### Material provided
++++++++++

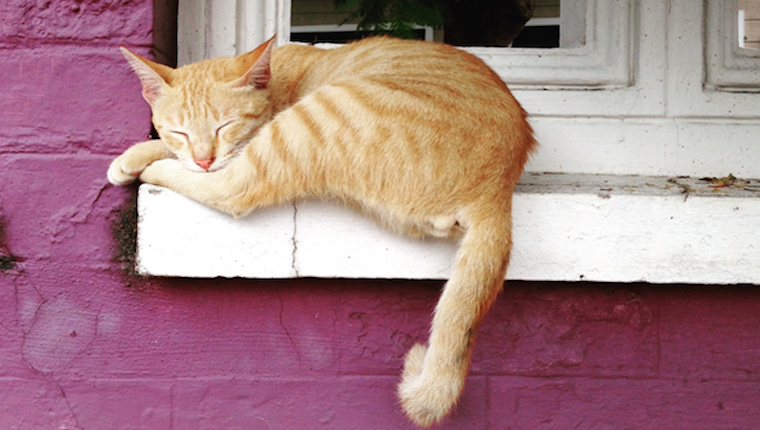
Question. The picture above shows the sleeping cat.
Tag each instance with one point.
(421, 136)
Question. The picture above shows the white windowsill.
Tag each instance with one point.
(567, 227)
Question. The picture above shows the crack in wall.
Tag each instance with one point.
(294, 240)
(285, 329)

++++++++++

### Set problem
Write out all of the material above word for word, but leave out the pictures.

### Answer for this exercise
Question. The picture above shows the sleeping cat.
Tag each instance with one point.
(421, 136)
Question. The picture above shows the white windowsill.
Tag each instance with one point.
(567, 227)
Question. The picture above shows the crack in wall.
Tag each instance with one point.
(294, 240)
(285, 329)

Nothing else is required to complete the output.